Entries shown:
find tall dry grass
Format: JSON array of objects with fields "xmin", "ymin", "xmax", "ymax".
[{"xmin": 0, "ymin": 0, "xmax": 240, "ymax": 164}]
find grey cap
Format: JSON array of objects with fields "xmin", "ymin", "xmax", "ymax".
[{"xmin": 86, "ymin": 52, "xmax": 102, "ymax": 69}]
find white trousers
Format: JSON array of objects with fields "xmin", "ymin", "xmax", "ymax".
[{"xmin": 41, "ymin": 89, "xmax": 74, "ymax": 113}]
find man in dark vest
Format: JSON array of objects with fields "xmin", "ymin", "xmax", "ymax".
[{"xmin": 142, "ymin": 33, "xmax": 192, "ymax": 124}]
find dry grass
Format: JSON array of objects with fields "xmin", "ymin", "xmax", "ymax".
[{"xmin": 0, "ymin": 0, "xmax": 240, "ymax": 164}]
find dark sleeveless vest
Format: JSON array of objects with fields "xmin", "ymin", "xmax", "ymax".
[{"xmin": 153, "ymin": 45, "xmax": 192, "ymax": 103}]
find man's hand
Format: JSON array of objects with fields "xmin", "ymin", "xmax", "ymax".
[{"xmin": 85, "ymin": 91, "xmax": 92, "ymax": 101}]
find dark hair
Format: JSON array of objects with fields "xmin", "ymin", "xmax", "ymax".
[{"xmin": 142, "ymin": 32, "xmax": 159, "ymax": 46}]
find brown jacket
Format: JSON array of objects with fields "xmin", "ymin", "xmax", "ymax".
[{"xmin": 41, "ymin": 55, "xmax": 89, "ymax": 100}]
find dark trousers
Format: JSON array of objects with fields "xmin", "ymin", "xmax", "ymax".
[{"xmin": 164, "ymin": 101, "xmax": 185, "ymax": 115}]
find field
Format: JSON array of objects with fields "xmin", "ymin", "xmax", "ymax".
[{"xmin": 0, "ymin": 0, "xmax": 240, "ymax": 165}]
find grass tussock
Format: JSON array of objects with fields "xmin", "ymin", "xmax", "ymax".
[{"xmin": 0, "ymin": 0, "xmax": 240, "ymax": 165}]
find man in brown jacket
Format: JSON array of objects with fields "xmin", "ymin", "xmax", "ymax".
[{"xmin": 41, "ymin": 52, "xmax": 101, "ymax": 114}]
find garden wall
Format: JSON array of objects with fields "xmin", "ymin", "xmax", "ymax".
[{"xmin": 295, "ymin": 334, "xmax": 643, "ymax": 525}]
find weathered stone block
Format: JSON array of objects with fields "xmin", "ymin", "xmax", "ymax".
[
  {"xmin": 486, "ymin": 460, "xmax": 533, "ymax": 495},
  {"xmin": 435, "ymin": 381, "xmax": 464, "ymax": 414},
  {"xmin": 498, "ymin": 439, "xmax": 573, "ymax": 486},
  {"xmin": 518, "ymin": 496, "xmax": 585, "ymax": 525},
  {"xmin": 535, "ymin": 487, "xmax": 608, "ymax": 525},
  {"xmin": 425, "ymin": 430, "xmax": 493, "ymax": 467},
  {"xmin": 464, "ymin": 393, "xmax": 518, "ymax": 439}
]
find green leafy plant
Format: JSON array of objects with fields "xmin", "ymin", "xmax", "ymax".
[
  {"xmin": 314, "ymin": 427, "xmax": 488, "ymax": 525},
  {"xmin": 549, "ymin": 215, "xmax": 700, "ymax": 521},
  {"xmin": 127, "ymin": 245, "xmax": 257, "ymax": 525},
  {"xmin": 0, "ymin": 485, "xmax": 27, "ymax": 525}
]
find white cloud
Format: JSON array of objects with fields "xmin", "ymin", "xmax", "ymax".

Task requirements:
Find every line in the items that contains the word "dark", and copy each of those lines. Case counts.

The response:
find man in dark vest
find dark sleeveless vest
find dark hair
find dark trousers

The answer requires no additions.